Tarea propuesta: Según el discurso de la mantenedora de las Fiestas 2024 de Barbastro, ¿qué hacía el mantenedor en la Edad Media?

Excelentísimo señor alcalde, concejales y concejalas, damas de honor mayores e infantiles, autoridades, familia, amigos, queridos barbastrenses.
Es un honor estar aquí, ser Mantenedora de las Fiestas 2024 de Barbastro, en las que, además, vamos a disfrutar de un acontecimiento tan insólito como dichoso: por primera vez en la historia de nuestras fiestas, se dará el chupinazo en la plaza de la Candelera, en mi querido barrio del Entremuro, el corazón medieval de la ciudad. Estoy entusiasmada, y que no se nos enfade nuestro alcalde, pero las obras del Ayuntamiento han permitido una cosa tan hermosa como esta que, de otra manera, nunca hubiera sido posible. Va a envolvernos a todos mucha magia durante ese esperado chupinazo en el Entremuro.
Cuando escribo estas líneas, me emociona pronunciar en voz alta esta palabra. Confieso que hasta ahora desconocía qué significa exactamente. Proviene de la Edad Media. El mantenedor era entonces un aguerrido caballero que custodiaba la entrada donde se celebraban los torneos. Espada en mano, retaba a cualquier aventurero que se acercara al recinto. Es decir, mantenía la plaza, la protegía. Quien osara entrar, tendría que combatir contra él, contra el caballero mantenedor. En el transcurso de los siglos, la palabra se utilizó para referirse al maestro de ceremonias de las justas literarias y de ahí derivó después a los festejos. Y aquí estoy yo ahora, una dama mantenedora que, al contrario que los caballeros medievales, da la bienvenida desde aquí a todo aquel que quiera sumarse a nuestras fiestas.

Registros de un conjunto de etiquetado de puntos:
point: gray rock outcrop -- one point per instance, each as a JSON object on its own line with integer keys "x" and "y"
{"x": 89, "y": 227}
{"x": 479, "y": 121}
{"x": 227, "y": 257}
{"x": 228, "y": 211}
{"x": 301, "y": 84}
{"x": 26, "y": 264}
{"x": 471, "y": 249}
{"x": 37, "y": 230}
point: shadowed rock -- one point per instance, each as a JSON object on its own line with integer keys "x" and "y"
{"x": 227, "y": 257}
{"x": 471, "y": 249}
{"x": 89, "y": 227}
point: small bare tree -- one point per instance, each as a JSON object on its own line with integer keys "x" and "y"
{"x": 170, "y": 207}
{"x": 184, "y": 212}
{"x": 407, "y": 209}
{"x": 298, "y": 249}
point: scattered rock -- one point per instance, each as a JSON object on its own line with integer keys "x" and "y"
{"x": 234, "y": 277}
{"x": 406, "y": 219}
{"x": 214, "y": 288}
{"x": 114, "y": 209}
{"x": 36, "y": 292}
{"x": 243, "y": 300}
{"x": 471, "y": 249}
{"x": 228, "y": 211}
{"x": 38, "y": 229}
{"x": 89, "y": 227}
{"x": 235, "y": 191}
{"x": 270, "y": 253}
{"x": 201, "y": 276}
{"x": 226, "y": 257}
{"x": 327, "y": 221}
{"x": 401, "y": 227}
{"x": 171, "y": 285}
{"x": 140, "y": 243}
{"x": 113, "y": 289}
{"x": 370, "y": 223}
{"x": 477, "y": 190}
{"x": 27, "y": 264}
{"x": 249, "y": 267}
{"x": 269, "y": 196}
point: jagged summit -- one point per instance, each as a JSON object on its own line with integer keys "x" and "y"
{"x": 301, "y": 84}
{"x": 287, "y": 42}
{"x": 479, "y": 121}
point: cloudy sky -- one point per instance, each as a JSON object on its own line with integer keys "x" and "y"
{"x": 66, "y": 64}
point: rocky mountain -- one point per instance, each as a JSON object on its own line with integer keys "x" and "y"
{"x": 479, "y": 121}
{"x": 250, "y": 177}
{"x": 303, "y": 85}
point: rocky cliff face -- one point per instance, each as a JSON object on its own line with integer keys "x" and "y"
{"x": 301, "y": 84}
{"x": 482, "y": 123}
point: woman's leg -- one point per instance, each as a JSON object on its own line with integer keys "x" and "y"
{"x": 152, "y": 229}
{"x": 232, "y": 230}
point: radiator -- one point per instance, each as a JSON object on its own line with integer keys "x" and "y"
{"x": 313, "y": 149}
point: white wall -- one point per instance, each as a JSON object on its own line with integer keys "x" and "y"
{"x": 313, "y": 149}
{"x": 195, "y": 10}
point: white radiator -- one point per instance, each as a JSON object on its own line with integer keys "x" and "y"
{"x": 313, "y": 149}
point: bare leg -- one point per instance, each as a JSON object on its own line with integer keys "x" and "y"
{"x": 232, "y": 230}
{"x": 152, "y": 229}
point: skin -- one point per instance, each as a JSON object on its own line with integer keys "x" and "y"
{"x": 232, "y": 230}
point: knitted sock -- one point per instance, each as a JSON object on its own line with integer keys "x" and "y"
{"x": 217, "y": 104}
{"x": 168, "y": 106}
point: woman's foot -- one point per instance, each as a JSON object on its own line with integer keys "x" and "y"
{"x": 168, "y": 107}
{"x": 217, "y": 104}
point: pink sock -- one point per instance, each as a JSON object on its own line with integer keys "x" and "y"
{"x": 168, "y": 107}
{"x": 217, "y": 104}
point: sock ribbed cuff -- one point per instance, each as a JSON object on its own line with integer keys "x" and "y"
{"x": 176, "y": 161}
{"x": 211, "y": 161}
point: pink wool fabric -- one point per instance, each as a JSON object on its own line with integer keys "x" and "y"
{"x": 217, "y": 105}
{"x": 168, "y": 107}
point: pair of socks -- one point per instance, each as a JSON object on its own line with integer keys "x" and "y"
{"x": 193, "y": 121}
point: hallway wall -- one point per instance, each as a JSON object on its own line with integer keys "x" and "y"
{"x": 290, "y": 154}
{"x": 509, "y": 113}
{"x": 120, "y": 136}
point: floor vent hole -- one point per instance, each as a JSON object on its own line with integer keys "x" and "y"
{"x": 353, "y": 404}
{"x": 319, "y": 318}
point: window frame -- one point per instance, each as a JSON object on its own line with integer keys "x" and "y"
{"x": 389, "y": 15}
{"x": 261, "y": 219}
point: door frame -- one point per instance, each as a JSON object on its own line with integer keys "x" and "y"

Resultado de la tarea: Era un caballero que custodiaba la entrada donde se celebraban los torneos y retaba, espada en mano, a quien se acercara al recinto.